Pick out and copy every line below that contains the word "shirt".

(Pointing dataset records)
________________________

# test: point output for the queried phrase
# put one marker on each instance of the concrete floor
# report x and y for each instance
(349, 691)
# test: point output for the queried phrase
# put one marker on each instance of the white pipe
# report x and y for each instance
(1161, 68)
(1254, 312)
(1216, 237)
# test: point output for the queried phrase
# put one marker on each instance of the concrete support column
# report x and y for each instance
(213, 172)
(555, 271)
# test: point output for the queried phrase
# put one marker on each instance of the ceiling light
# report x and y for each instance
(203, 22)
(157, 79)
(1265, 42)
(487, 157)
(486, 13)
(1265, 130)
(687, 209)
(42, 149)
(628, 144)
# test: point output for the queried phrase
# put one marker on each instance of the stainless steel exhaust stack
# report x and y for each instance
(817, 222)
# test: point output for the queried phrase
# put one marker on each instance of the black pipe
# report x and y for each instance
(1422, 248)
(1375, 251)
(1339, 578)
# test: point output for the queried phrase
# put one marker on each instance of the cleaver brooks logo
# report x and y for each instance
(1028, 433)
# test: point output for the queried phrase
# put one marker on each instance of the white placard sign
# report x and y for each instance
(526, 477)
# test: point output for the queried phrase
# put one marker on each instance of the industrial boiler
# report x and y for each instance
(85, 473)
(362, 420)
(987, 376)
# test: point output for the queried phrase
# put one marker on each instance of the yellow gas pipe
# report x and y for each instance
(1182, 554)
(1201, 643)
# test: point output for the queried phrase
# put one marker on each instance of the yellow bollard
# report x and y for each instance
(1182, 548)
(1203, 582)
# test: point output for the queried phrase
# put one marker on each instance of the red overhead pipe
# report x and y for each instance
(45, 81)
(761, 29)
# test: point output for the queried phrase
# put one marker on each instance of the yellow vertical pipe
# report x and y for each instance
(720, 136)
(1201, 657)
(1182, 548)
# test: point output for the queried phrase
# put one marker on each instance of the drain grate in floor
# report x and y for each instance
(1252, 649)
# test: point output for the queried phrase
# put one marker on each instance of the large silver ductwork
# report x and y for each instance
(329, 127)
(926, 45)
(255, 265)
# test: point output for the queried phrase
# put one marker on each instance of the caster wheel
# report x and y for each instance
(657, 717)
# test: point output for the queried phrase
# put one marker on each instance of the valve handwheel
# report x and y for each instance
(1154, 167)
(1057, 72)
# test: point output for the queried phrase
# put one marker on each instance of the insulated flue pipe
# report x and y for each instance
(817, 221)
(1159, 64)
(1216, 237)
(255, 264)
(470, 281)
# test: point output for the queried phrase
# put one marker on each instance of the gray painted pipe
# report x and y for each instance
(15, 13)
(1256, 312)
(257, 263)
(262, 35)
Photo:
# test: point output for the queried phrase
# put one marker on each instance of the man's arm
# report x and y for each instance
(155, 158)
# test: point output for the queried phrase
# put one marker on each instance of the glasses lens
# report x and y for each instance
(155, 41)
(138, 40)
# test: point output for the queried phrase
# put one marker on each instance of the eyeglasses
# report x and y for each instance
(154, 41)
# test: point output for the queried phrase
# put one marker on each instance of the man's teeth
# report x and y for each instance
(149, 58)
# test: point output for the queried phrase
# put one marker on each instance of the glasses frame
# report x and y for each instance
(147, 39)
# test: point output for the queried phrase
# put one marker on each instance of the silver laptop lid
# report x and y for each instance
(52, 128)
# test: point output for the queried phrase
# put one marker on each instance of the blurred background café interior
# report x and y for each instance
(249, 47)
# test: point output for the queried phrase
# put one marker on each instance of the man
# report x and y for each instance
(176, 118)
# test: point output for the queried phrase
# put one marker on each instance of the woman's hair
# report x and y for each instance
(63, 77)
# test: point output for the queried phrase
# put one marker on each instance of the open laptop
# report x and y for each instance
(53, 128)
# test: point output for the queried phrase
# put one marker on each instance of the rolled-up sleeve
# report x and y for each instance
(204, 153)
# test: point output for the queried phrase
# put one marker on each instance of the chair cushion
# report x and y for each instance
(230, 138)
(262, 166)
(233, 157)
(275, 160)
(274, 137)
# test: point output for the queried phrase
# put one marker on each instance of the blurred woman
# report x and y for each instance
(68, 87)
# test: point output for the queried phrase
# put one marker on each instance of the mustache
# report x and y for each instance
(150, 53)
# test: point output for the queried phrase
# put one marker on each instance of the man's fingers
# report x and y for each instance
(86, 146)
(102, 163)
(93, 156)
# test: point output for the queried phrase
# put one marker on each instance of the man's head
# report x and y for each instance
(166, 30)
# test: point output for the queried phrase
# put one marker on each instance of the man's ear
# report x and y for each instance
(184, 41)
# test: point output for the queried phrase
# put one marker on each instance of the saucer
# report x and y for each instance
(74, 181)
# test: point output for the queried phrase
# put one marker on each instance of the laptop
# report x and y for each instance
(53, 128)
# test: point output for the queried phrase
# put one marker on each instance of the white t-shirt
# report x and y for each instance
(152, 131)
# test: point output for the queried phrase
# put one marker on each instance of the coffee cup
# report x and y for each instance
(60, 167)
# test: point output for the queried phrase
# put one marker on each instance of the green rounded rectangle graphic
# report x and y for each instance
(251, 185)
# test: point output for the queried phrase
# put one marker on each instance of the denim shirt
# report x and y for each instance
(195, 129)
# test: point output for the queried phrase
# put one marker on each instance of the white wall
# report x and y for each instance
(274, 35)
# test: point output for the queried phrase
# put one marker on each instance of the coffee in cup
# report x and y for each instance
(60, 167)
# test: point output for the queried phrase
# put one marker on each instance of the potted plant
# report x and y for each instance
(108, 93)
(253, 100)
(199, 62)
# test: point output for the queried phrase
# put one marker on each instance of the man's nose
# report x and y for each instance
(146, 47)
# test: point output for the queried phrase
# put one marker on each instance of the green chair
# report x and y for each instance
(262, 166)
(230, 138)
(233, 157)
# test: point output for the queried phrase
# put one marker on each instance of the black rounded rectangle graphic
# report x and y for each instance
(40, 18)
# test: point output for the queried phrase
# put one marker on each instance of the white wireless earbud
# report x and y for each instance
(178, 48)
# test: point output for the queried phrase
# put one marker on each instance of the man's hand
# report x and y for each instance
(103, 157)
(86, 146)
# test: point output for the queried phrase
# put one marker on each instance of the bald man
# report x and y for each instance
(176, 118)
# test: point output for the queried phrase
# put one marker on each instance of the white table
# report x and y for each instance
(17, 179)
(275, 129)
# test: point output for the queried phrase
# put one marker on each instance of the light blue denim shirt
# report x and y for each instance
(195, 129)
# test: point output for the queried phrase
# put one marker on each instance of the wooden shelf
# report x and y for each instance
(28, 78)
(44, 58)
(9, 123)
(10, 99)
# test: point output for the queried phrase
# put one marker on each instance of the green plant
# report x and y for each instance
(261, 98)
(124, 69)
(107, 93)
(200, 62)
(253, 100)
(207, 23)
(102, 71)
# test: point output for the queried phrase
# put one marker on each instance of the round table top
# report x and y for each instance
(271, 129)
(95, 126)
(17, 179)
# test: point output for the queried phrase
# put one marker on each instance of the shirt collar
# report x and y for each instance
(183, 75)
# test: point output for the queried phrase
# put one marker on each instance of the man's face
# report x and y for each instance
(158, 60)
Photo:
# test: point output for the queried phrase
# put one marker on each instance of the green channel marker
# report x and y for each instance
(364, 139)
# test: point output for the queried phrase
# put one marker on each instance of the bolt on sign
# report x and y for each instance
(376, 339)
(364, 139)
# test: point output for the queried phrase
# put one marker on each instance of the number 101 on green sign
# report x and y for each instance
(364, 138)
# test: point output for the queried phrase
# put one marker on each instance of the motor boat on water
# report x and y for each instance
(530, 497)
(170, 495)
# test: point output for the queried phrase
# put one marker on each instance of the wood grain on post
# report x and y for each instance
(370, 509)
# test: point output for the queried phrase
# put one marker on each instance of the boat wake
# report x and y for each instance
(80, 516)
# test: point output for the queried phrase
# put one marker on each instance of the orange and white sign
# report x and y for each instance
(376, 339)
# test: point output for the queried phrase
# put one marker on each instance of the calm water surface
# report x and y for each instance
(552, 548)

________________________

◆ **Answer**:
# put one marker on each instance of the white t-shirt
# put one marker on each instance of the denim shirt
# put one marker on each instance of the light blue denim shirt
# put one marker on each instance of the shirt collar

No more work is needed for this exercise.